Point localization data:
╔══

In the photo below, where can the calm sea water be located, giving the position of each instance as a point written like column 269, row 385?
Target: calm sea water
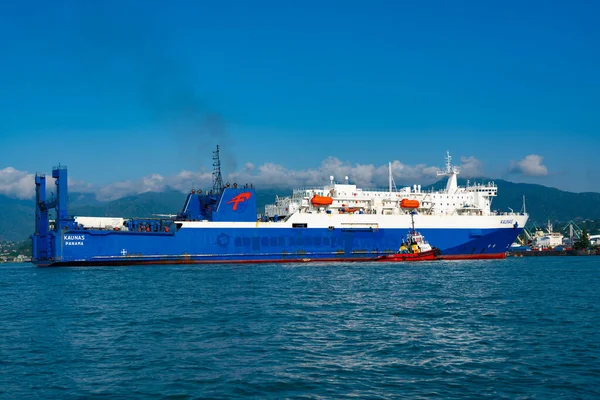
column 515, row 328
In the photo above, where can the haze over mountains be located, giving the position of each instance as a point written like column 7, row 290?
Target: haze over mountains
column 542, row 203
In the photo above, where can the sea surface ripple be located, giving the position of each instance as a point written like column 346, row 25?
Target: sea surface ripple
column 515, row 328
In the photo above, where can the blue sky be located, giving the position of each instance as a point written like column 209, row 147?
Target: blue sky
column 123, row 91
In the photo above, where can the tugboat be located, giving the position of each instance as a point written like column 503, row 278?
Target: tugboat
column 414, row 248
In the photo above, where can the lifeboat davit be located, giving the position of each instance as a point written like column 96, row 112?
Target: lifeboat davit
column 406, row 203
column 321, row 200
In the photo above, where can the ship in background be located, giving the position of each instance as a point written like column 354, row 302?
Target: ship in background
column 336, row 222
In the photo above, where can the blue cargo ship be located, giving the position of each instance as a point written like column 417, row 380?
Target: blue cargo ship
column 336, row 222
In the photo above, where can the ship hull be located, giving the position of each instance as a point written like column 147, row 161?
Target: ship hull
column 275, row 244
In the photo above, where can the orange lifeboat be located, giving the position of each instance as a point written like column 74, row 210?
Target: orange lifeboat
column 406, row 203
column 321, row 200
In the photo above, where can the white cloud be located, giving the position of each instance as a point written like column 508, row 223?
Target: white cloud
column 471, row 167
column 15, row 183
column 531, row 165
column 364, row 175
column 269, row 175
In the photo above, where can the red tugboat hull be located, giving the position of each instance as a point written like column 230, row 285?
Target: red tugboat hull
column 430, row 255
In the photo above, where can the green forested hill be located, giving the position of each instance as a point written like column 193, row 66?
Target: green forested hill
column 543, row 203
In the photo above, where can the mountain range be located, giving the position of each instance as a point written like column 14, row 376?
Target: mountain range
column 542, row 203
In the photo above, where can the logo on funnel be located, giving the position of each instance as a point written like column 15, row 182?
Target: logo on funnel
column 240, row 198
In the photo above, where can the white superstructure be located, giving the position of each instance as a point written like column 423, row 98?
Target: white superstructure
column 472, row 200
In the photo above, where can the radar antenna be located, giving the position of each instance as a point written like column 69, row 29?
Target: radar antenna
column 217, row 178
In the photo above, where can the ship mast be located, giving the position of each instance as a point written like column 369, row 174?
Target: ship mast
column 217, row 178
column 391, row 183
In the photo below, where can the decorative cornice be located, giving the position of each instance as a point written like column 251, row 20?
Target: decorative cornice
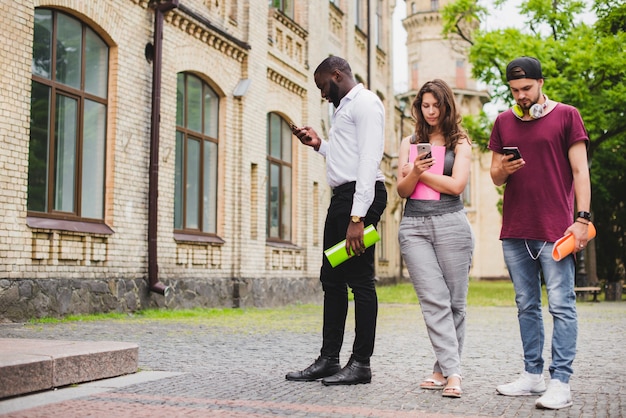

╚══

■ **EXERCISE OBJECTIVE**
Set down, exactly as they appear above, all lines from the one that has "In the photo above, where can the orange" down to the one that has "In the photo above, where can the green", including those two and no others.

■ **ANSWER BOX**
In the photo above, where can the orange lifeboat be located, giving the position of each instance as a point written like column 74, row 210?
Target: orange lifeboat
column 406, row 203
column 321, row 200
In the photo above, where can the white cloud be located, giving the position of each instance as a point written like column 508, row 223?
Target: white cloud
column 471, row 167
column 15, row 183
column 531, row 165
column 364, row 175
column 269, row 175
In the photo above, where can the red tugboat hull be located, giving the position of each instance as a point written like column 230, row 285?
Target: red tugboat hull
column 430, row 255
In the photo above, where can the green forested hill be located, giving the position of each instance as a point written like column 193, row 66?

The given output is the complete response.